▶ **Available data**:

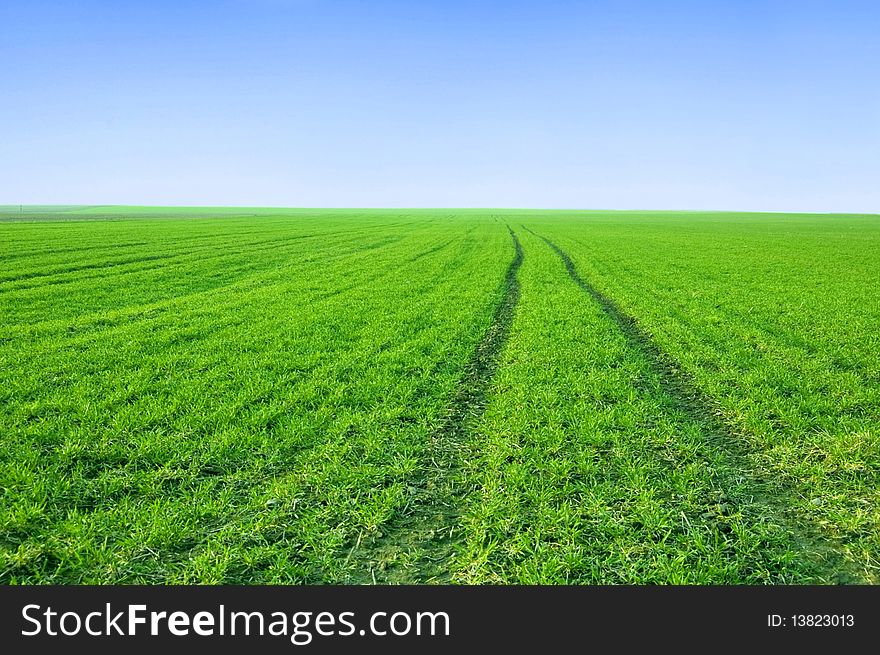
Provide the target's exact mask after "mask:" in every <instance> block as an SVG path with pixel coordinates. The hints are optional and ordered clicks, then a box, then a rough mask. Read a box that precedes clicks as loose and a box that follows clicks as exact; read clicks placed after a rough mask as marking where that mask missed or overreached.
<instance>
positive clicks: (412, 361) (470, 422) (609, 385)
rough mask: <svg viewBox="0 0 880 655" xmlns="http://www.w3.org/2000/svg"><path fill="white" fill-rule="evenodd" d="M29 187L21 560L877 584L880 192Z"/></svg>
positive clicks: (48, 571) (428, 574)
mask: <svg viewBox="0 0 880 655" xmlns="http://www.w3.org/2000/svg"><path fill="white" fill-rule="evenodd" d="M24 209H25V210H27V211H24V212H19V211H18V207H17V206H16V207H0V316H2V324H0V406H2V412H0V431H2V435H3V438H2V441H0V493H2V495H3V502H2V503H0V582H3V583H6V584H17V583H38V584H43V583H89V584H92V583H95V584H101V583H315V582H373V581H376V582H392V583H396V582H444V581H445V582H448V581H452V582H463V583H487V582H488V583H600V584H604V583H633V582H635V583H672V584H676V583H697V584H700V583H722V584H728V583H731V584H732V583H811V582H818V583H834V582H869V583H870V582H876V581H877V575H878V568H880V513H878V512H877V510H876V507H877V506H878V501H880V498H878V495H877V494H878V491H877V490H878V488H880V487H878V484H877V482H878V476H877V474H878V466H880V459H878V434H877V429H876V426H877V421H878V418H880V355H878V353H880V341H878V338H880V337H878V336H877V335H880V289H878V287H877V285H874V284H870V283H869V282H868V281H869V280H876V279H877V278H878V273H880V220H878V219H877V217H873V216H819V215H757V214H701V213H669V212H654V213H650V212H629V213H608V212H529V211H507V210H505V211H502V210H494V211H474V210H470V211H460V210H443V211H441V210H395V211H391V210H387V211H380V210H348V211H343V210H278V209H264V208H258V209H249V208H220V209H215V208H190V209H182V208H128V207H90V208H77V207H65V208H45V207H25V208H24ZM511 231H512V233H513V236H514V238H513V239H512V238H511ZM516 242H518V243H520V244H521V250H519V251H517V249H516V248H515V243H516ZM517 252H519V255H517Z"/></svg>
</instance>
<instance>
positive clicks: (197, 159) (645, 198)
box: [0, 0, 880, 212]
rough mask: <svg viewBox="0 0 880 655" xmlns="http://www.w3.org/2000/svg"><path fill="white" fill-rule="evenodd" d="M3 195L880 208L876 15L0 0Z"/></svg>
mask: <svg viewBox="0 0 880 655" xmlns="http://www.w3.org/2000/svg"><path fill="white" fill-rule="evenodd" d="M0 25H2V26H3V38H2V39H0V89H2V101H0V203H19V202H21V203H26V204H27V203H34V204H44V203H63V204H74V203H84V204H112V203H124V204H190V205H192V204H196V205H268V206H308V207H320V206H325V207H345V206H356V207H367V206H376V207H418V206H427V207H440V206H445V207H486V206H488V207H547V208H551V207H572V208H621V209H625V208H656V209H741V210H768V211H821V212H824V211H851V212H880V36H878V35H880V3H876V2H847V1H838V2H832V1H830V0H829V1H828V2H824V3H811V2H773V1H767V2H746V1H730V2H708V1H706V2H674V1H672V2H586V1H585V2H562V1H555V0H543V1H534V2H518V1H515V0H512V1H508V2H500V1H498V2H488V1H483V2H479V1H471V2H467V1H458V0H446V1H443V2H441V1H439V0H434V1H423V2H418V1H417V0H411V1H410V2H391V1H382V0H376V1H368V0H361V1H356V0H201V1H195V0H194V1H189V2H186V1H182V2H164V1H161V0H154V1H152V2H146V1H145V2H110V1H106V2H95V1H82V2H69V1H60V0H59V1H57V2H46V1H44V0H30V1H27V2H26V1H24V0H20V1H19V0H3V2H0Z"/></svg>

▶ **The problem**:
Using the entries shown above, reproduce verbatim the lines from the line bearing "positive clicks: (412, 361)" to the line bearing "187L21 560L877 584L880", inclusive.

▶ **Answer section**:
positive clicks: (412, 361) (470, 422) (609, 385)
rough mask: <svg viewBox="0 0 880 655" xmlns="http://www.w3.org/2000/svg"><path fill="white" fill-rule="evenodd" d="M29 187L21 560L877 584L880 192Z"/></svg>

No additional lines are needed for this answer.